**WORK INSTRUCTIONS:**
Scale the entries from the line with "the tissue sticking" to the line with "(1062, 535)": rewrite every one of those lines, keeping all the wording as is but multiplying each x and y point coordinate by 0.4 and rounding to whole numbers, with halves rounded up. Output only those lines.

**RECORD SET:**

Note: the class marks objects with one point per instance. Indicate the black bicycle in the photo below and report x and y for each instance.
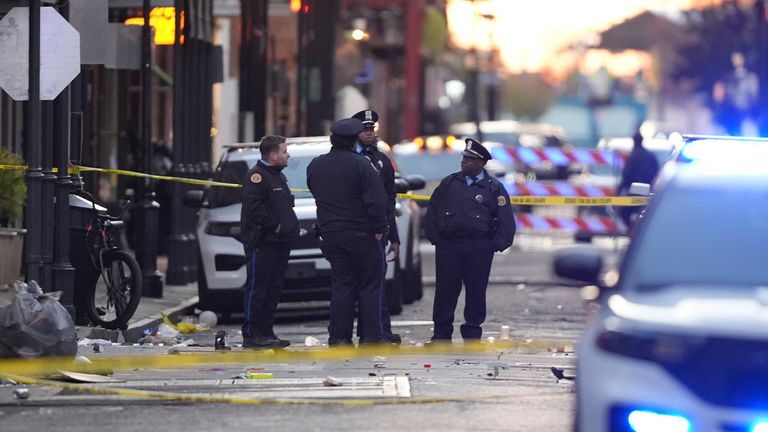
(112, 298)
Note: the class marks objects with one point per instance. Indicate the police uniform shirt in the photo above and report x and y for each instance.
(461, 207)
(267, 203)
(386, 171)
(348, 192)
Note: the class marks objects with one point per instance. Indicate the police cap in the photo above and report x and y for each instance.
(368, 117)
(476, 150)
(347, 127)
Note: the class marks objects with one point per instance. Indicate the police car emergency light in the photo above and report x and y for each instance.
(722, 149)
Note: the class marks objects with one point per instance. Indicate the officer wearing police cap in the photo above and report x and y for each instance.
(367, 147)
(352, 220)
(468, 219)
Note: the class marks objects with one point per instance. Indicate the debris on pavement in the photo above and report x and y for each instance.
(331, 382)
(21, 393)
(559, 373)
(35, 324)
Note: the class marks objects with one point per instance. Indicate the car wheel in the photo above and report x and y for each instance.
(203, 293)
(412, 285)
(394, 292)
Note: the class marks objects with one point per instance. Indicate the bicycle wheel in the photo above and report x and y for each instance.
(112, 301)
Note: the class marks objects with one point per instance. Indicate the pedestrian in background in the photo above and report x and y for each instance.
(641, 167)
(468, 219)
(352, 220)
(367, 147)
(268, 228)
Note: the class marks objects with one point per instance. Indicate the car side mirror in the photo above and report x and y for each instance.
(640, 189)
(582, 264)
(401, 186)
(416, 182)
(194, 198)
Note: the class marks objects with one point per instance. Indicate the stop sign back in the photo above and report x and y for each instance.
(59, 53)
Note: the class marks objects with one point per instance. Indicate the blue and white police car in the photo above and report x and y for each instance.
(679, 343)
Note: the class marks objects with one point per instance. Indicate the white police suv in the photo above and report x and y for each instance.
(680, 342)
(221, 266)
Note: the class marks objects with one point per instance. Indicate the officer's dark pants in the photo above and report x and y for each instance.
(456, 261)
(265, 269)
(357, 262)
(386, 321)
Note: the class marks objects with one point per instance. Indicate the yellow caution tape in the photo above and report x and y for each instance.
(519, 200)
(239, 400)
(623, 201)
(106, 364)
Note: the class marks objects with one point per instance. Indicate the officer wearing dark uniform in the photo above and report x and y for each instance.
(351, 219)
(268, 227)
(468, 219)
(366, 146)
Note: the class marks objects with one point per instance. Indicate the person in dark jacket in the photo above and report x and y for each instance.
(352, 220)
(366, 146)
(641, 167)
(268, 228)
(468, 219)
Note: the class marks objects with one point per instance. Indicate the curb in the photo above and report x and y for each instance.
(135, 330)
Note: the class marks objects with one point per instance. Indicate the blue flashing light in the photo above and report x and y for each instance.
(500, 154)
(649, 421)
(724, 150)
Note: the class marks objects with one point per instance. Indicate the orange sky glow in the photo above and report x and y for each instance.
(532, 36)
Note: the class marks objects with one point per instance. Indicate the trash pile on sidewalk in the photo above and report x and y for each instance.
(35, 324)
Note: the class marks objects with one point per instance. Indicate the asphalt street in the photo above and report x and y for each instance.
(499, 389)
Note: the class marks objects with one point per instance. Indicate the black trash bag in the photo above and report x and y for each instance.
(35, 324)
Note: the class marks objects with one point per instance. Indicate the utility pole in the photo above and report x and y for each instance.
(63, 272)
(147, 209)
(34, 174)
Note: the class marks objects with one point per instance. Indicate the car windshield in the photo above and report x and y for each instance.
(662, 156)
(234, 171)
(698, 236)
(432, 166)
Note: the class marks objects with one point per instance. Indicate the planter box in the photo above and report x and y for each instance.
(11, 243)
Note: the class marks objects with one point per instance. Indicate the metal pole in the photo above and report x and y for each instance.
(147, 208)
(63, 272)
(178, 266)
(34, 174)
(49, 183)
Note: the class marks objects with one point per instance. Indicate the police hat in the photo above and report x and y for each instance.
(476, 150)
(347, 127)
(368, 117)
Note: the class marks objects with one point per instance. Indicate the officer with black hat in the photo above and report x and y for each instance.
(366, 146)
(468, 219)
(352, 220)
(268, 228)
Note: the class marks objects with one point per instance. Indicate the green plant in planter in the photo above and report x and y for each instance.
(13, 189)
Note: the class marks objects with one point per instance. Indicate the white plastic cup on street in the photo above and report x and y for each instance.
(504, 332)
(208, 319)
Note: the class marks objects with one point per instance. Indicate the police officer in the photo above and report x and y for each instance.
(366, 146)
(352, 220)
(268, 227)
(468, 219)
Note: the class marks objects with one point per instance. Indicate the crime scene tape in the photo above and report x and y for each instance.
(239, 400)
(557, 189)
(47, 366)
(514, 199)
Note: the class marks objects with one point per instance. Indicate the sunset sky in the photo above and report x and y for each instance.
(530, 34)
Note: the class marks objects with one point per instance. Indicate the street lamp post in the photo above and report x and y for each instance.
(147, 209)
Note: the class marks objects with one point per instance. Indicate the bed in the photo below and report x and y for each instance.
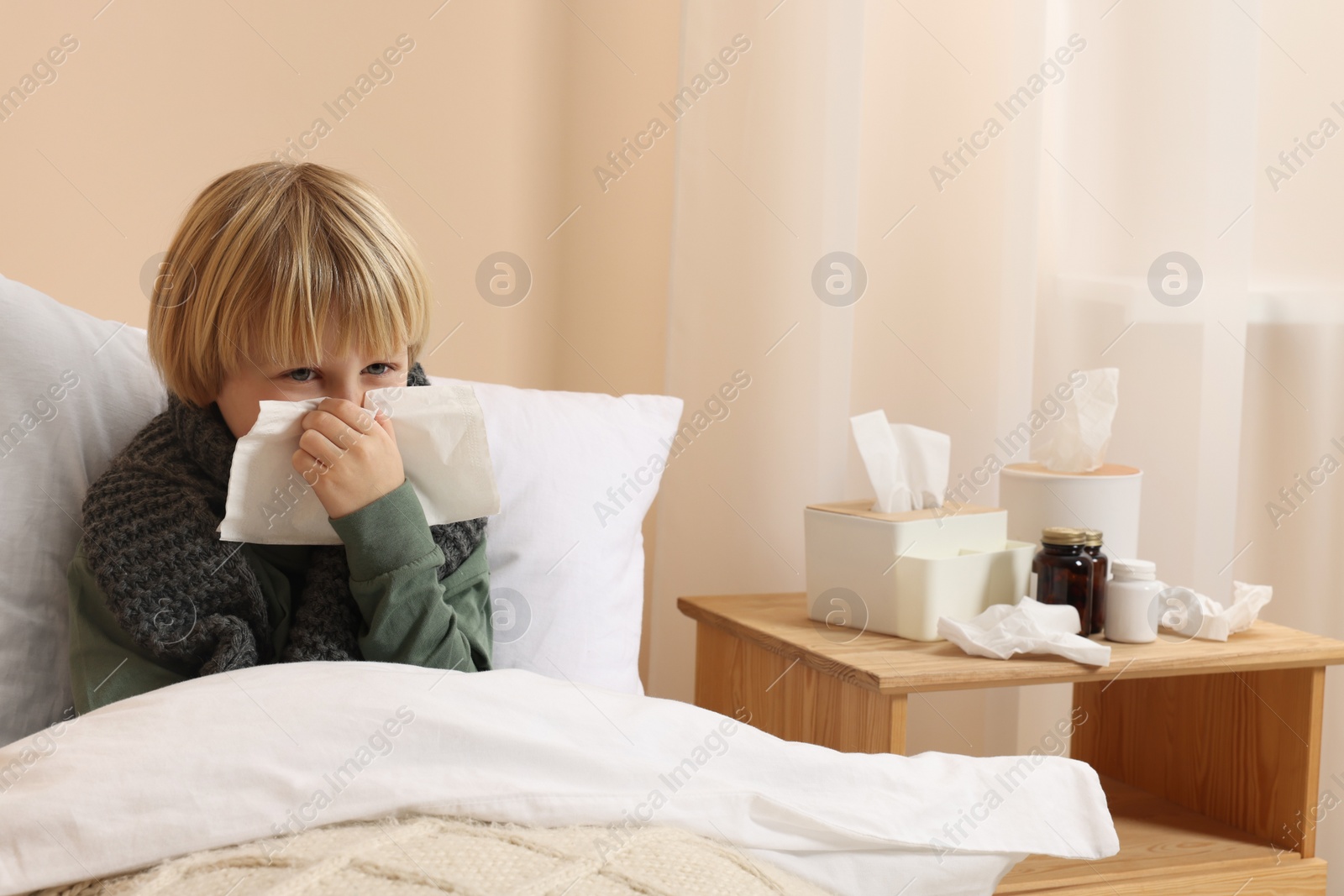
(551, 774)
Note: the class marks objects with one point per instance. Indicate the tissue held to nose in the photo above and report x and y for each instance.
(907, 465)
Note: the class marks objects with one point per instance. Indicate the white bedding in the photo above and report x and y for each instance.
(255, 752)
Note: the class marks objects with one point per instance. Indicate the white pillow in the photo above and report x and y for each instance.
(566, 550)
(76, 391)
(558, 450)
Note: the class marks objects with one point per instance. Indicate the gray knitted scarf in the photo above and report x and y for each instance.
(185, 595)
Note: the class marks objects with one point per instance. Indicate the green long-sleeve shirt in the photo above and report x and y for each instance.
(409, 614)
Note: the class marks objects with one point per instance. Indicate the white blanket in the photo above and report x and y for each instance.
(277, 748)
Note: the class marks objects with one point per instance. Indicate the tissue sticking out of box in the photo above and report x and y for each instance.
(1079, 441)
(907, 465)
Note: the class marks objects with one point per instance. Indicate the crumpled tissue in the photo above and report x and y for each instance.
(1079, 441)
(1198, 616)
(1027, 626)
(441, 437)
(907, 465)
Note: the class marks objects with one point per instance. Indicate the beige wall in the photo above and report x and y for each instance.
(483, 140)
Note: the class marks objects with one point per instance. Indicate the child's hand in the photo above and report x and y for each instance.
(349, 456)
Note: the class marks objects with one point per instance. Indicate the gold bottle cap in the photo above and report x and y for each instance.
(1062, 535)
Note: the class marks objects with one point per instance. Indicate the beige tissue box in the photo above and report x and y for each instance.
(905, 570)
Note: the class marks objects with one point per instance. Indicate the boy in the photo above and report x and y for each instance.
(288, 282)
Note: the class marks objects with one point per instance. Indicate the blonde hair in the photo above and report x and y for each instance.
(265, 257)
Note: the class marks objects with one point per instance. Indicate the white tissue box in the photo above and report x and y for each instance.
(909, 569)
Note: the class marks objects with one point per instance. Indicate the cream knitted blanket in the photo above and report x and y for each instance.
(423, 855)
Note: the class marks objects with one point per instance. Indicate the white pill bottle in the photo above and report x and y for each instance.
(1132, 605)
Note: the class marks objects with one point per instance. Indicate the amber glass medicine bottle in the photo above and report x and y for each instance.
(1101, 569)
(1065, 573)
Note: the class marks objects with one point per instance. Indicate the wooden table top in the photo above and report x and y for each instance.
(780, 622)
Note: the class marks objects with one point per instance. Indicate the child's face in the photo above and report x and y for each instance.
(340, 376)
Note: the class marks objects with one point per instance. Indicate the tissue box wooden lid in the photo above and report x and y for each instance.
(860, 508)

**RIGHT ANSWER:**
Note: the class marks objects with one point per instance. Indicate the tissue sticking out of box in the photo above and report x and y for each instance.
(432, 176)
(363, 186)
Note: the class marks objects with one point per instance. Indicate the crumpled tissue in the photo above and report x and y for each instance.
(432, 176)
(479, 246)
(411, 250)
(176, 175)
(363, 186)
Note: the class marks objects with one point per instance. Indicate the beige wall in the photo above and report x and y for each instance.
(193, 56)
Note: the class marks objects with one point per instance. Indicate the child's hand in the photo above and report x and y for each instance.
(140, 182)
Note: the class marks objects with one point per instance. Indicate the gold bottle cap in the photo above and report x and y for each instance.
(425, 214)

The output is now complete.